- The request:
Copy the entries again, requests included, from the line that has "One dot per instance of the tree in" through the line that has "[1397, 787]", and shift every coordinate in the answers by adding 140 to both x and y. Leave the picture out of your answer.

- Extracted material:
______________________________

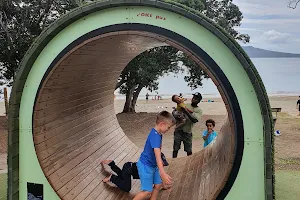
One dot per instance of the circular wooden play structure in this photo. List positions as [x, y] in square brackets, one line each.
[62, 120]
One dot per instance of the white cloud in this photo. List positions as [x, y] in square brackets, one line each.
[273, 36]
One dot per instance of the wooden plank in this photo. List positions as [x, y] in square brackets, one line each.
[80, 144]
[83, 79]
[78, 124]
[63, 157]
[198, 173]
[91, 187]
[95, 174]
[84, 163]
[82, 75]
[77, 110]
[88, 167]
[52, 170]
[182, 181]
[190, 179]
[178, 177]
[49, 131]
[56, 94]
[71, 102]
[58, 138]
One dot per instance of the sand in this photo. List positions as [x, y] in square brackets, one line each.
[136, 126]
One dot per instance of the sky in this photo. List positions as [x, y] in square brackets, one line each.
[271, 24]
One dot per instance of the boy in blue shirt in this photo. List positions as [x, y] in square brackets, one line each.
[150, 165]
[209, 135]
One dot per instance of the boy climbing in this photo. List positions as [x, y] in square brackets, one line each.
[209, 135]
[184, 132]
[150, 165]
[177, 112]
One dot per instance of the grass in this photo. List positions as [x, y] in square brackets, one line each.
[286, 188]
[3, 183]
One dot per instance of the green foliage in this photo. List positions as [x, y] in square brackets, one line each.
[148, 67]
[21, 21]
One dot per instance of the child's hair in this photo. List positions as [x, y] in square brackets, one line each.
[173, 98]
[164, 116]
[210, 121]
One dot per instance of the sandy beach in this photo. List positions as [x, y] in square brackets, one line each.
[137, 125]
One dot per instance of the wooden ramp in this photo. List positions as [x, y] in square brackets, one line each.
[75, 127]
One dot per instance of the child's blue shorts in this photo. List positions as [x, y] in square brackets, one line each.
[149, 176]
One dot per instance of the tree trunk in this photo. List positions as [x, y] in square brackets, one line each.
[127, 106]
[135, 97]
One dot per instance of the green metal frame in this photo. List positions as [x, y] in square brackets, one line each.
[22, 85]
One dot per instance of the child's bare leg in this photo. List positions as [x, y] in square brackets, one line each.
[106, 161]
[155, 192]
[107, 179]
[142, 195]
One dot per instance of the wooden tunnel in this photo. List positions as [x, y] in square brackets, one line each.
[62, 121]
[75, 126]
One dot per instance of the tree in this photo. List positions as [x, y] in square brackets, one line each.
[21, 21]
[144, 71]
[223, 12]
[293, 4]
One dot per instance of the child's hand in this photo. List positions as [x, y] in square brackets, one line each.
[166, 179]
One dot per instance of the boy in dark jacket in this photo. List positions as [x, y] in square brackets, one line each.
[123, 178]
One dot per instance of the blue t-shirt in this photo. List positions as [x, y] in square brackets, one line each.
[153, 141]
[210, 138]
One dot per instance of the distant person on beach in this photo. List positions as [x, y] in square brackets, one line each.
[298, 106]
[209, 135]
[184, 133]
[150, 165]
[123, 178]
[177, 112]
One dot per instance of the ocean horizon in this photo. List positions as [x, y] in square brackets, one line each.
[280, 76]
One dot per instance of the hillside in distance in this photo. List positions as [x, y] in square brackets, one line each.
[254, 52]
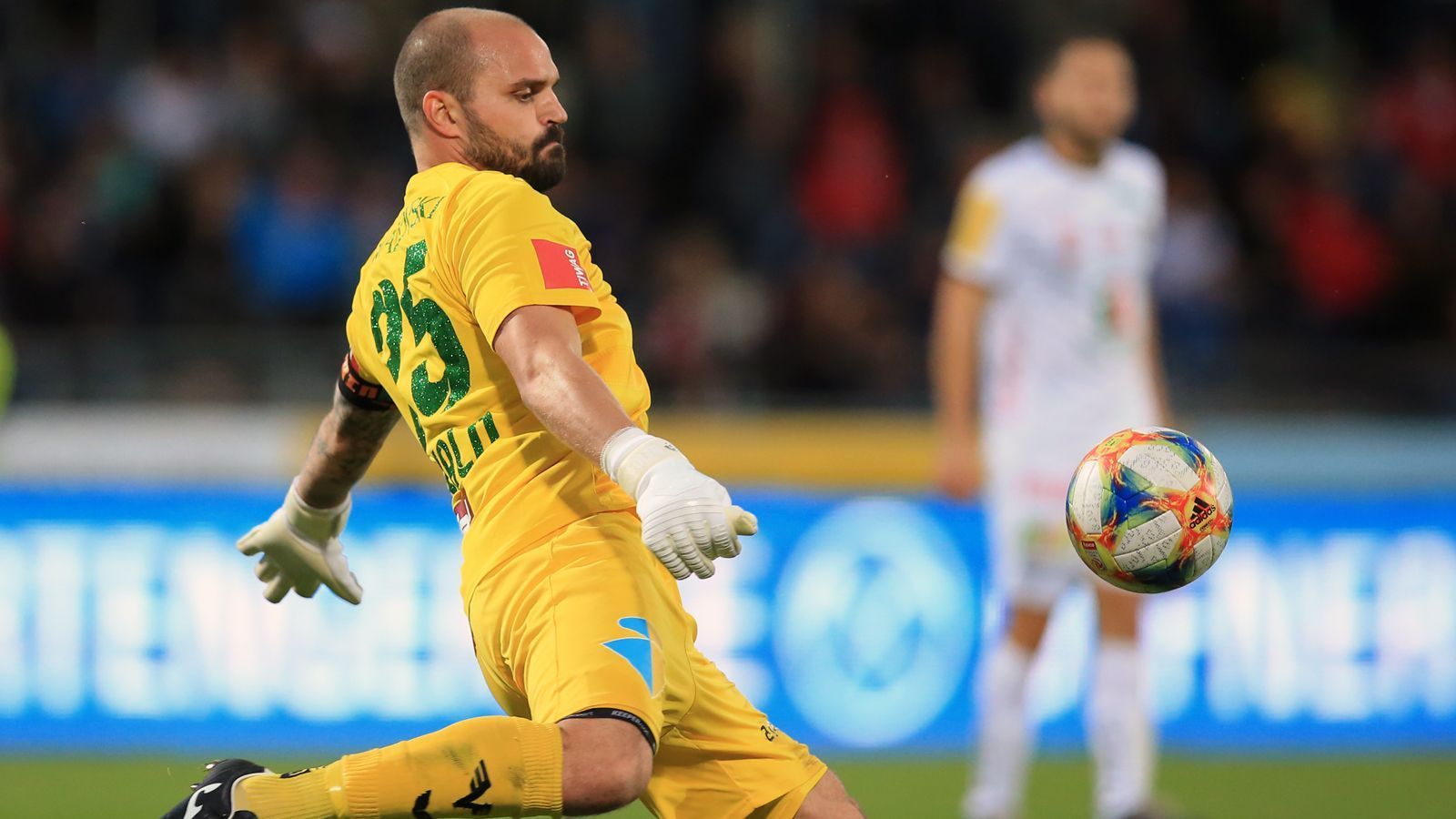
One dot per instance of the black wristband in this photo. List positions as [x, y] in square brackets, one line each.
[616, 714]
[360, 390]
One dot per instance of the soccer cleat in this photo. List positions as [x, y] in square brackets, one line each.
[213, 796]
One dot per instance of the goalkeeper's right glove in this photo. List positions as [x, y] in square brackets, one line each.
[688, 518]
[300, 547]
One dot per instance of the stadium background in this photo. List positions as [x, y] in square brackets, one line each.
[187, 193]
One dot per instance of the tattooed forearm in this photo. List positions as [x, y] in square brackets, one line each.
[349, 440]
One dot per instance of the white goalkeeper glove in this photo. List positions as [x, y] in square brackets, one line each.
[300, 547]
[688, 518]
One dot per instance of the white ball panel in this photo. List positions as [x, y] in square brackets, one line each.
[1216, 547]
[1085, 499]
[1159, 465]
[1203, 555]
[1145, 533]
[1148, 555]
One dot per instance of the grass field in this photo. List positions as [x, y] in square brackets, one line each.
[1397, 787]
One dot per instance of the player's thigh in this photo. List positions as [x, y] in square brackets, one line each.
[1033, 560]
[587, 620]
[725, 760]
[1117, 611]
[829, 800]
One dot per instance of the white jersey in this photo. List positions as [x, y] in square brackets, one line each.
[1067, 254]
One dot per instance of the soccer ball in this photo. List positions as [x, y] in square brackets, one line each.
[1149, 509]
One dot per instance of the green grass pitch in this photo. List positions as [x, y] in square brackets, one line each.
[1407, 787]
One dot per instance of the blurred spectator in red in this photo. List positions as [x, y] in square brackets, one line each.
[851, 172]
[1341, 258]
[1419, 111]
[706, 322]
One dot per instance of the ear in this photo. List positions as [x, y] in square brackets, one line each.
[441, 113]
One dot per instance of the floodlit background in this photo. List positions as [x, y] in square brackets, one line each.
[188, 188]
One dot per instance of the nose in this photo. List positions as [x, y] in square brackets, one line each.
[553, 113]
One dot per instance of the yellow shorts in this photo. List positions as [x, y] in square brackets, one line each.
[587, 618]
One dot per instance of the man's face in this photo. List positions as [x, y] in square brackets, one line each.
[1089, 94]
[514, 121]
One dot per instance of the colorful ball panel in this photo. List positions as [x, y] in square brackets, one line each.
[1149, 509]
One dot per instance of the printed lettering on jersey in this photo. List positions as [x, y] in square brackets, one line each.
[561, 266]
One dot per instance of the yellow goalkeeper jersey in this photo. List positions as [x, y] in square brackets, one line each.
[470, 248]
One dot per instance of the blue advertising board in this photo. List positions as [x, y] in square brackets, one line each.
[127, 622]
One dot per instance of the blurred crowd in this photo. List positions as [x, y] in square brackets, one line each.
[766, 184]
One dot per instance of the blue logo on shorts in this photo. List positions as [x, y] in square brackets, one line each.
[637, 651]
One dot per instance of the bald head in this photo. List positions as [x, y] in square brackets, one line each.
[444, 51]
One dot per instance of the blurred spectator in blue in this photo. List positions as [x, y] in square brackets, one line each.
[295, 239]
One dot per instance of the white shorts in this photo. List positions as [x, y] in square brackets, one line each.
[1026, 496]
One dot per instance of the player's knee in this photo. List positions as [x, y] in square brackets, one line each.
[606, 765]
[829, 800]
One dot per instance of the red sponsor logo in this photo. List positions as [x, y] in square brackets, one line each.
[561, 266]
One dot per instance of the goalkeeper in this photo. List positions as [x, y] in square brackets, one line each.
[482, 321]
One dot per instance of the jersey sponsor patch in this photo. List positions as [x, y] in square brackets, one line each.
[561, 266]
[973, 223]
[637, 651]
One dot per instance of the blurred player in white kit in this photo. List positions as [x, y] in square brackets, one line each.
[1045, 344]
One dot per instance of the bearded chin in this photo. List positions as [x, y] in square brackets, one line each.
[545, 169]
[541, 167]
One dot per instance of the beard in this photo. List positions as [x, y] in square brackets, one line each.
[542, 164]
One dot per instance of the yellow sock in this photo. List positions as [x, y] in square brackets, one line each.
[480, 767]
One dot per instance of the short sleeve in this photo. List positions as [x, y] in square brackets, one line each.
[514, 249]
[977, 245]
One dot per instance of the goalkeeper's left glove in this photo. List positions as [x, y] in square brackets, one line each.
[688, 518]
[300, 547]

______________________________

- Exercise output:
One dot per instance of the tree in this photo. List positions as [x, y] in square brackets, one line each.
[161, 161]
[284, 211]
[363, 152]
[433, 144]
One dot per instance of the child's hand in this photo. List positions as [x, y] in square brackets, one line each.
[306, 319]
One dot per instance of the boy in dark jacket in this photo. List positions as [x, y] in square brackets, one line each.
[263, 318]
One dot per instance of the blue t-shirt in this photo. List positions as [x, y] in square brackets, one line each.
[293, 281]
[350, 278]
One dot per instance of the distant person on beach in this photo. List positions as [x, y] in square brackets, one line each.
[438, 246]
[349, 275]
[324, 273]
[290, 305]
[263, 318]
[317, 252]
One dot per instance of the ocean horizon in this photo. List positions as [x, y] in square brackets, one line each.
[420, 216]
One dot per instance of the hillside in distance in this photo. List positions as [x, y] in square brackets, one line each.
[394, 192]
One dot per instance of the black wristband in this photo. List positions as [x, y] in square brackets, one line each.
[756, 854]
[500, 530]
One dot per instance of the soccer cleat in this photo. List positions as [x, y] in square brackets, one line each.
[353, 936]
One dot per instance of the goalkeeper's right glove in this photo. List positions as [x, y] in square brackets, one line each.
[828, 658]
[440, 687]
One dot per instance of the stadium background in this photo. List positions as [x, y] in square brackets, one line each.
[327, 333]
One dot per instance of the tattooed forearm in this photo. List positions as [x, y] in square brackets, one line each.
[489, 580]
One dot per instance of the white goalkeeper glove in this photo. List positions as [x, y] in square brackets, one line each.
[440, 687]
[828, 658]
One dot per instance of the white ball panel in this photo. List positions as [x, y] in square brackets, one line each.
[1356, 687]
[1225, 639]
[1299, 605]
[1343, 695]
[1285, 673]
[1288, 695]
One dot per instance of the grass field in this photo. List positions as [x, y] in square brackets, one line each.
[1537, 927]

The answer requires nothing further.